*** Data for this exercise

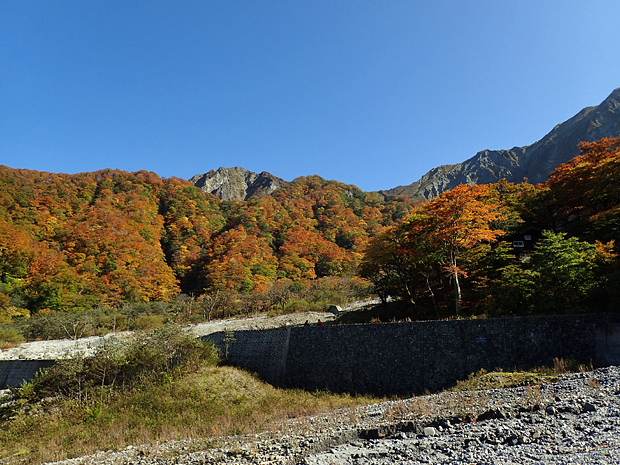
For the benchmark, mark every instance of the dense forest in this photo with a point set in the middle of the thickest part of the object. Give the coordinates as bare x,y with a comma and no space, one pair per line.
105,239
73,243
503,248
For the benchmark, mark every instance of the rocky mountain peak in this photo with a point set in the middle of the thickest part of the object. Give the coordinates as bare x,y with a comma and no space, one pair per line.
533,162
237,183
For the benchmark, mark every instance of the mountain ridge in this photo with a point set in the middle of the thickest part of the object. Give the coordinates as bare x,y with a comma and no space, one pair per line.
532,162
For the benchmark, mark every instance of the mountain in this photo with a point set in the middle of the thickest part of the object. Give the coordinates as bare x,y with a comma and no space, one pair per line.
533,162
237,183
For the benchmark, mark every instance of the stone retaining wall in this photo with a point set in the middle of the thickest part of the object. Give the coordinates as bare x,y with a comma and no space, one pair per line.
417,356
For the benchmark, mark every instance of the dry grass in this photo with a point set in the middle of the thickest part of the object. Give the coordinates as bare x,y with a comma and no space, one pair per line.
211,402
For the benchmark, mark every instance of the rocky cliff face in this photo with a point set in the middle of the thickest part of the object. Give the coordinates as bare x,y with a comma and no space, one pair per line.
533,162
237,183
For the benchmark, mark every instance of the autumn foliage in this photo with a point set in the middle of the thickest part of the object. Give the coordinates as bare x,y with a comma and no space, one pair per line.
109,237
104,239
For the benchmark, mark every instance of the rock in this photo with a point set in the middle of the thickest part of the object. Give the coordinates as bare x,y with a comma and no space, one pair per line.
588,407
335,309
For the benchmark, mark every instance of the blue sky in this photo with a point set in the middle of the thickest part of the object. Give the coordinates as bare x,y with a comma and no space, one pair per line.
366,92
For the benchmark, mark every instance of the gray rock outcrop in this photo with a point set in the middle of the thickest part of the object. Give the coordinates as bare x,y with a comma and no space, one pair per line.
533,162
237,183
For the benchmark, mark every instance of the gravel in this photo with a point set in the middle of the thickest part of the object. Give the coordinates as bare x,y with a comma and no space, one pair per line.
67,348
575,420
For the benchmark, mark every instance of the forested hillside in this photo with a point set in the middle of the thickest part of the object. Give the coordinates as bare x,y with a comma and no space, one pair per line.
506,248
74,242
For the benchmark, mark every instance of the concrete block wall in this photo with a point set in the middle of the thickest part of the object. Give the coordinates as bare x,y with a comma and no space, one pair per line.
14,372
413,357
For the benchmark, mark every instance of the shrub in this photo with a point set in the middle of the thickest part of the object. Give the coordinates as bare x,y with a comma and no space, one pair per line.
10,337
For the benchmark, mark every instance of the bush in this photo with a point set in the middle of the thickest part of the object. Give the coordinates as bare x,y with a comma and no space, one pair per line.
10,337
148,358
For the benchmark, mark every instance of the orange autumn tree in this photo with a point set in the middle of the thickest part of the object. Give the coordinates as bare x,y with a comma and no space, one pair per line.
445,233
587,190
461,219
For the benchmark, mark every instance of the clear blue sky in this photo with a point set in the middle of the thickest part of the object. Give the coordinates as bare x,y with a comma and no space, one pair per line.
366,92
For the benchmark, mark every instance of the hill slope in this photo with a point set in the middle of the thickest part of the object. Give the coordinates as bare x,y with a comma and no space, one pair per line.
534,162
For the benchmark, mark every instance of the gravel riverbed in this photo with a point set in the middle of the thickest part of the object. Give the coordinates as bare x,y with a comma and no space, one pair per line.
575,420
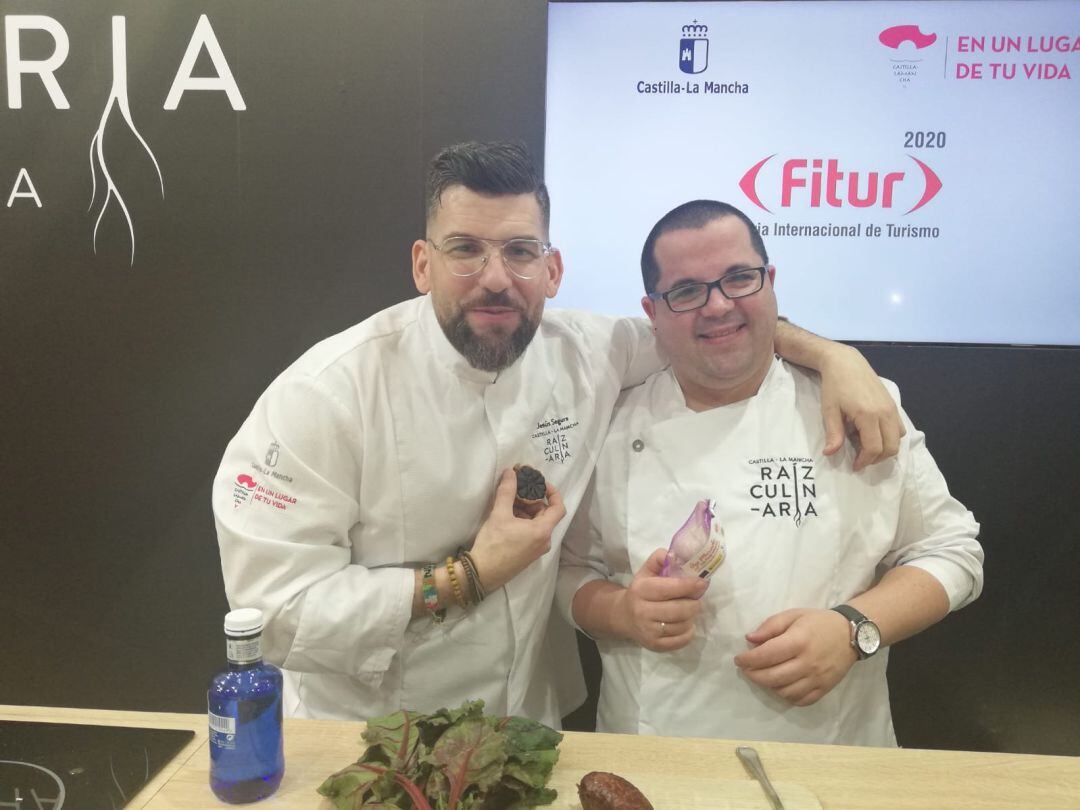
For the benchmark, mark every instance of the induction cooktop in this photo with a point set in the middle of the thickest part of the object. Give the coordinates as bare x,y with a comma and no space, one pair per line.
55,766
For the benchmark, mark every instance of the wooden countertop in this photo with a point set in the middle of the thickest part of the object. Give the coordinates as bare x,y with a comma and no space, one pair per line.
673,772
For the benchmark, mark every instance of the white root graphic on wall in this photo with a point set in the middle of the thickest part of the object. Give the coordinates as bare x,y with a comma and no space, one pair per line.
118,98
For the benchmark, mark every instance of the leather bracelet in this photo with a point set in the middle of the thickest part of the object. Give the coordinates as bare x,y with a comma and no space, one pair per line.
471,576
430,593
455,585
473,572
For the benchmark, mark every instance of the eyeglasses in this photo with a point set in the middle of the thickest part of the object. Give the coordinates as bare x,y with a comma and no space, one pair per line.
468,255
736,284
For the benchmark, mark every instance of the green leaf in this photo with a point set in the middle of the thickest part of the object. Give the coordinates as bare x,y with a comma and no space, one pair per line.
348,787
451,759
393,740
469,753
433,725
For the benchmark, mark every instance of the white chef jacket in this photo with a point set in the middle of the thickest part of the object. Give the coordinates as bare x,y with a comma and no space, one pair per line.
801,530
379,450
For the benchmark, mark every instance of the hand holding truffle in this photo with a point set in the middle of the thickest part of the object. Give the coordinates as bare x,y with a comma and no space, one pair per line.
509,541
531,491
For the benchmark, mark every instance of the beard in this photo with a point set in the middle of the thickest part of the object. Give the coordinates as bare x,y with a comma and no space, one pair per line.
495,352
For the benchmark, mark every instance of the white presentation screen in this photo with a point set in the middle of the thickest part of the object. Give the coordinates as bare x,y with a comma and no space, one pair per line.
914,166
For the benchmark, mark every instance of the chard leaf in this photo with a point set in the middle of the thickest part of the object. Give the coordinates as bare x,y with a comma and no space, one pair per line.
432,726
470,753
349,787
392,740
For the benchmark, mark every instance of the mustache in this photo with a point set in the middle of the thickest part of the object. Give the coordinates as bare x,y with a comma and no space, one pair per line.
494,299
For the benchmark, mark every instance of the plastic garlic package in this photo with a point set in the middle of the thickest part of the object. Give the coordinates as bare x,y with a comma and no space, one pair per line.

******
*** Data for this exercise

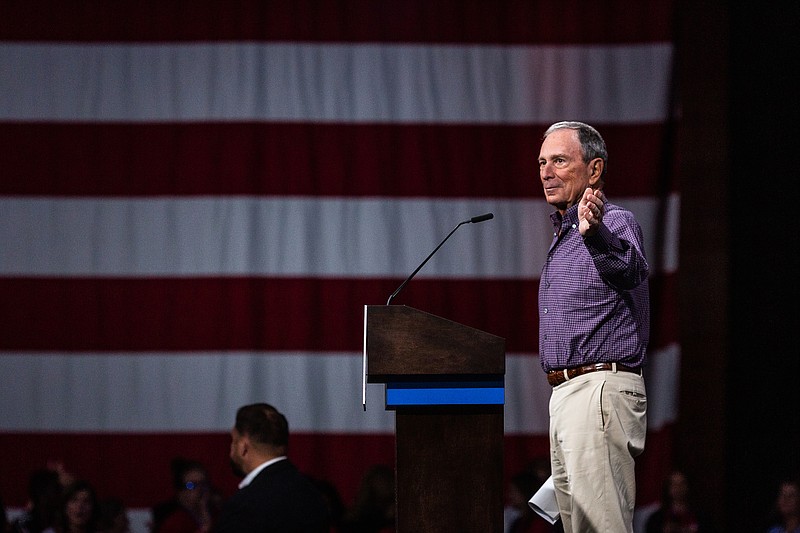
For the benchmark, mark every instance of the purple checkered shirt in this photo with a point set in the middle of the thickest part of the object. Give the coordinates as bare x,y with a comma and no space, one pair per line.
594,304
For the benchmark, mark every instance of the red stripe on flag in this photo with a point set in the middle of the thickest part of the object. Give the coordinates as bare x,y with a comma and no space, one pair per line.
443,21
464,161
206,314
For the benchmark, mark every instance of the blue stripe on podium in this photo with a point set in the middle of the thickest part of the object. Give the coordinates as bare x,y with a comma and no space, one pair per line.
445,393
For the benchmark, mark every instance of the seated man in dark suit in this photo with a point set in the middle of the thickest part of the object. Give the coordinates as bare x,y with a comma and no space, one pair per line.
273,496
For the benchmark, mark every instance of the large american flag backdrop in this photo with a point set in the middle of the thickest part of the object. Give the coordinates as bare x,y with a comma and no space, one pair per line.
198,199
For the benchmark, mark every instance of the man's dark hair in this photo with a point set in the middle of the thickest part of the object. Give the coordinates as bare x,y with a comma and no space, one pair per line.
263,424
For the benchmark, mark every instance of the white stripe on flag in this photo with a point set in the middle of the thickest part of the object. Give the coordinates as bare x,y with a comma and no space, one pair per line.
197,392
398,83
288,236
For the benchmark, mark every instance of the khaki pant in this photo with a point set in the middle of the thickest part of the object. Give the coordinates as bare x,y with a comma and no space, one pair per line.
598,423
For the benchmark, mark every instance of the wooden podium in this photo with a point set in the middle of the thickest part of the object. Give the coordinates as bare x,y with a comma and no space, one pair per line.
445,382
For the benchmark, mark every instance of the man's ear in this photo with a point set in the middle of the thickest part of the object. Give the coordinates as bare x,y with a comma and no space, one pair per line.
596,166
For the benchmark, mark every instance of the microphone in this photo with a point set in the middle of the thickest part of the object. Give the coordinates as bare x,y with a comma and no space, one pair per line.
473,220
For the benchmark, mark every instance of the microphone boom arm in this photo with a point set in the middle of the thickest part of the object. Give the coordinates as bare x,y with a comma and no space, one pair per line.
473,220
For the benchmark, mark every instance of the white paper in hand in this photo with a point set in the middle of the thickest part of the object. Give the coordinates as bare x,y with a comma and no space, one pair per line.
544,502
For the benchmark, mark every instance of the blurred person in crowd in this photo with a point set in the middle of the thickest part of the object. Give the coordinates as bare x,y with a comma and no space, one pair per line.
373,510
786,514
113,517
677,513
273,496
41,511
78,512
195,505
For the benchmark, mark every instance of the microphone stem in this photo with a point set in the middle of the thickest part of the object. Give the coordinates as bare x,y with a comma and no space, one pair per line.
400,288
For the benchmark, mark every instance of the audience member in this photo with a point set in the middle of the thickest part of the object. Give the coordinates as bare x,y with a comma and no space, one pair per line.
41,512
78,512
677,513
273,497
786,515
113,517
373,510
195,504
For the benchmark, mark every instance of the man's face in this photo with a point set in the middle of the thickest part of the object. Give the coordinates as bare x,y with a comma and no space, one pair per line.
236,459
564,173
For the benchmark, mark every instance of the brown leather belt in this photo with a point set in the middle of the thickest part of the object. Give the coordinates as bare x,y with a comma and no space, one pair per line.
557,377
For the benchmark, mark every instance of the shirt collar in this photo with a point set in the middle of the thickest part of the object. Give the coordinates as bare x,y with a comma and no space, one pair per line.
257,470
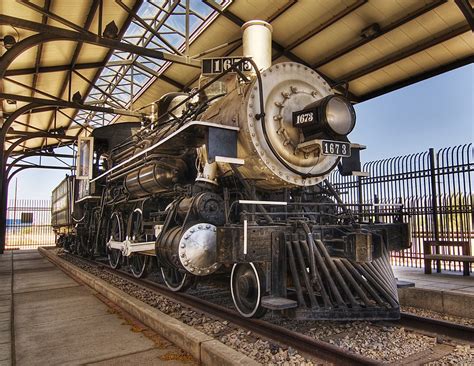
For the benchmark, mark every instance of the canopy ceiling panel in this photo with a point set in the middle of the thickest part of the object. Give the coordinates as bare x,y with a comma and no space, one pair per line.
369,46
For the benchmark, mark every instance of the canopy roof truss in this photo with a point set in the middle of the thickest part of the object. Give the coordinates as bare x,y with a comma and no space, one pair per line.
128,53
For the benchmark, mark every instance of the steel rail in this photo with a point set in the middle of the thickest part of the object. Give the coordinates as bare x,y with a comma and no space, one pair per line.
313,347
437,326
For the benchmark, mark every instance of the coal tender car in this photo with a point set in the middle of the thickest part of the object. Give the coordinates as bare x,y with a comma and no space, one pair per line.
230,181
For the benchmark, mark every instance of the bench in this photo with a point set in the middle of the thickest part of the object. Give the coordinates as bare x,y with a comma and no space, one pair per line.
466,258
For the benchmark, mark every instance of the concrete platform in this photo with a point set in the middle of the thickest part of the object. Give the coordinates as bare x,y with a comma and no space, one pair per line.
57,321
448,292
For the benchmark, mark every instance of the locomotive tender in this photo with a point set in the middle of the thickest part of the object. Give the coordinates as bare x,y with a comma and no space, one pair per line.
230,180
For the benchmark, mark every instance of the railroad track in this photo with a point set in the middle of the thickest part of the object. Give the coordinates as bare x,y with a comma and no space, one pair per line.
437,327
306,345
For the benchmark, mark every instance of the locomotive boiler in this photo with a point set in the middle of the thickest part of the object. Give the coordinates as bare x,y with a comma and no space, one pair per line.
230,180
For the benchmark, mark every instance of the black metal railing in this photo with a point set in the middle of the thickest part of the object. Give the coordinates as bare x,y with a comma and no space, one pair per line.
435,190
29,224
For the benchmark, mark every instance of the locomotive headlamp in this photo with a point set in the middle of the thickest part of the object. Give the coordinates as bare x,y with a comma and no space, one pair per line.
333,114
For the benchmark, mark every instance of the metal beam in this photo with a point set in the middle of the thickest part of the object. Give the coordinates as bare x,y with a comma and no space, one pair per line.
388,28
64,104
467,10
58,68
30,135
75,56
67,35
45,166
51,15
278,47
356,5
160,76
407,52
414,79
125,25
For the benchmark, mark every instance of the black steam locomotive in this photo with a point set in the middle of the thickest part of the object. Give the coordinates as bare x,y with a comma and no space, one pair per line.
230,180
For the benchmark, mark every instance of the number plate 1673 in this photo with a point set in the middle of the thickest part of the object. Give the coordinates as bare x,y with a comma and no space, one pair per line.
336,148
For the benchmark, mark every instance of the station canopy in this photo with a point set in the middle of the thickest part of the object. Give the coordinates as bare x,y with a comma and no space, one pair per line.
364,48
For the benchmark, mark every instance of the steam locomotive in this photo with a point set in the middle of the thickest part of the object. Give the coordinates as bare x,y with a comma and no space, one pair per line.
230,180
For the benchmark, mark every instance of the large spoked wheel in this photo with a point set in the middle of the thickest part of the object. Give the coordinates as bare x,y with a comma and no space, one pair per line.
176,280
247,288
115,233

******
*** Data for this exercise

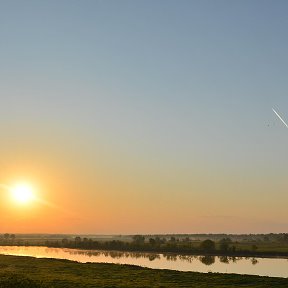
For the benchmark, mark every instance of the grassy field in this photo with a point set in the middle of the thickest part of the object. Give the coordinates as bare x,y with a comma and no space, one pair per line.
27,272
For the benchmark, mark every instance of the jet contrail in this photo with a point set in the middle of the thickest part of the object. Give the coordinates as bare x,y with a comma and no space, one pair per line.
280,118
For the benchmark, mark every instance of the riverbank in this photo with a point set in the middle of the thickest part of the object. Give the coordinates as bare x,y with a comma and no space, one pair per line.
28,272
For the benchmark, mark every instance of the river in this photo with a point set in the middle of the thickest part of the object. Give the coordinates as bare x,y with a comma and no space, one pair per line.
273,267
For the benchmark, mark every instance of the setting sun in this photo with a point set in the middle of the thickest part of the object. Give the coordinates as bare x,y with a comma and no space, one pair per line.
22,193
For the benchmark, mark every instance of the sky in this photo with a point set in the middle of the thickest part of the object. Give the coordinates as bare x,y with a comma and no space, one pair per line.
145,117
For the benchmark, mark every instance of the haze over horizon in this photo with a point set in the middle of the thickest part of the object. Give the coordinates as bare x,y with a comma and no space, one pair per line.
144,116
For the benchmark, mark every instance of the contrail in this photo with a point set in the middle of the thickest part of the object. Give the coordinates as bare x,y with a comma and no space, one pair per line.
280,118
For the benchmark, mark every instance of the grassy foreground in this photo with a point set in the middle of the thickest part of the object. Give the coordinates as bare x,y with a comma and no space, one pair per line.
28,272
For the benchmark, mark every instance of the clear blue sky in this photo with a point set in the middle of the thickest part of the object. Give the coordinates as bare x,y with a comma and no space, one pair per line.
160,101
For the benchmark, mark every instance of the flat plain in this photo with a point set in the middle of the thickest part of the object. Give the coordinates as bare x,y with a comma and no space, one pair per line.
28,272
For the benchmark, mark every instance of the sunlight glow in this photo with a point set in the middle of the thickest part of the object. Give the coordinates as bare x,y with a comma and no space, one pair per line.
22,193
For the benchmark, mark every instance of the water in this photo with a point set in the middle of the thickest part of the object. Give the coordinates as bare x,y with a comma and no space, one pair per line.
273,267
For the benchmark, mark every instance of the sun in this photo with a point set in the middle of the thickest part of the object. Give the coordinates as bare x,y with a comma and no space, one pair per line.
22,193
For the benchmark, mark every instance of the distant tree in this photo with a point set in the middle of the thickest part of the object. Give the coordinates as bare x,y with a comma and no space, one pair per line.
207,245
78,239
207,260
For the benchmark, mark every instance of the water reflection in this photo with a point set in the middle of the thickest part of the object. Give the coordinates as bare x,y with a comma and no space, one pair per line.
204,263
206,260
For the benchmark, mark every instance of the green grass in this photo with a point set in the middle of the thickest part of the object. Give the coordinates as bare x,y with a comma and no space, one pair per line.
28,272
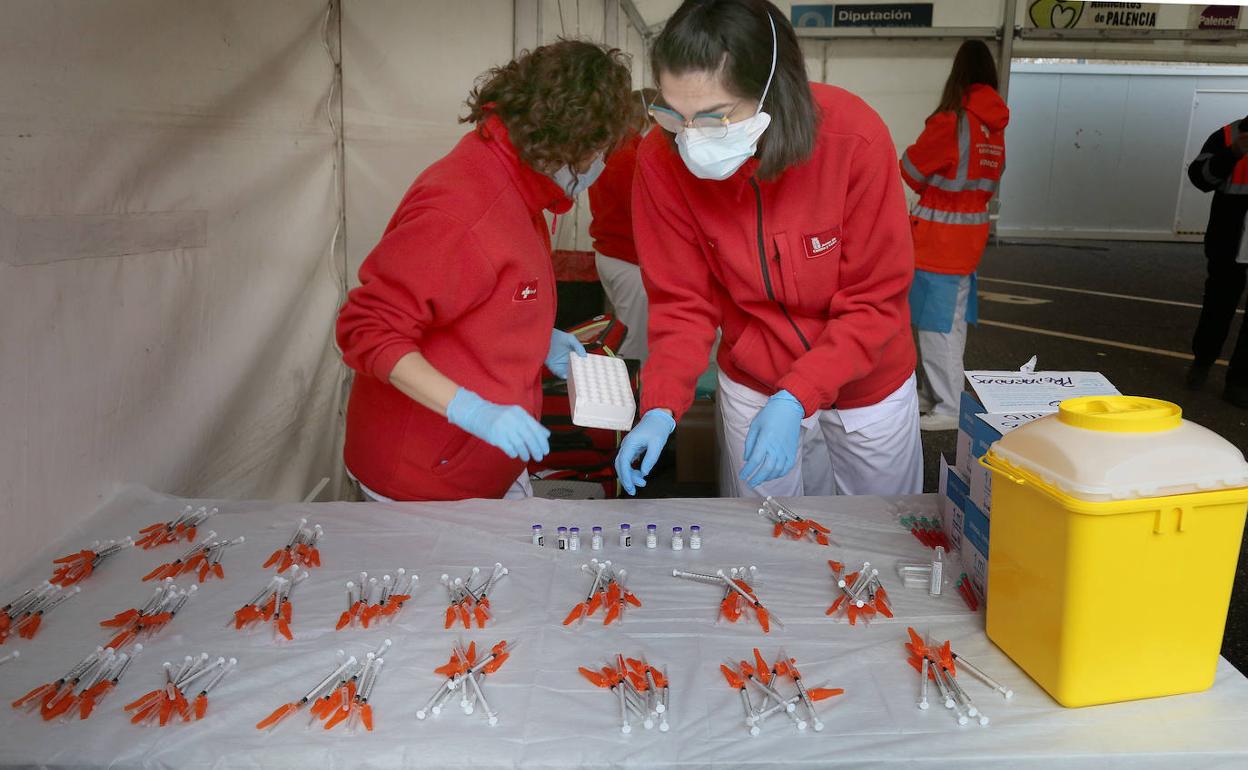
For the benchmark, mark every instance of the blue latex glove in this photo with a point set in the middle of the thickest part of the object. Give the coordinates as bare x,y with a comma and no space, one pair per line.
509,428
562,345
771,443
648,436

******

- **Stated task**
Find each row above that contains the string "metal" and copy every such row in full. Matching is case-sensitive.

- **Task output**
For the benchmark, mark every instance of the black metal railing in this photo with a point set in the middle of the thickest part of the object. Give the coordinates as bare x,y with a comma and no space, one pair per line.
For the benchmark, mark every instance of the metal beam in this photo with a point set in the middle of the thickest part of the object. Give the coordinates as bare x,y with a comma and no space, one pair per line.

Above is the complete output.